**Data rows:**

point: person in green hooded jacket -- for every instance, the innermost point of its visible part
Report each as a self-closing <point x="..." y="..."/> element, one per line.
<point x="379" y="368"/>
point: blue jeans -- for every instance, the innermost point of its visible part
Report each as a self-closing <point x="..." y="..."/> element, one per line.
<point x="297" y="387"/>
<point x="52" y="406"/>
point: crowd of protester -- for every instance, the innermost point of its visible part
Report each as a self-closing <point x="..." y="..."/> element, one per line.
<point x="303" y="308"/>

**Your task:**
Copy exactly, and only, the lines from the one containing "point: blue jeans" through the last line of the listing.

**Reply:**
point: blue jeans -- for every instance, the innermost point of its visible part
Report each as a self-closing <point x="..." y="..."/> element, one per line.
<point x="297" y="387"/>
<point x="52" y="406"/>
point: crowd of protester -- for every instance, the innermost point of its visible part
Report each as a self-closing <point x="..." y="..."/> element, one per line.
<point x="303" y="308"/>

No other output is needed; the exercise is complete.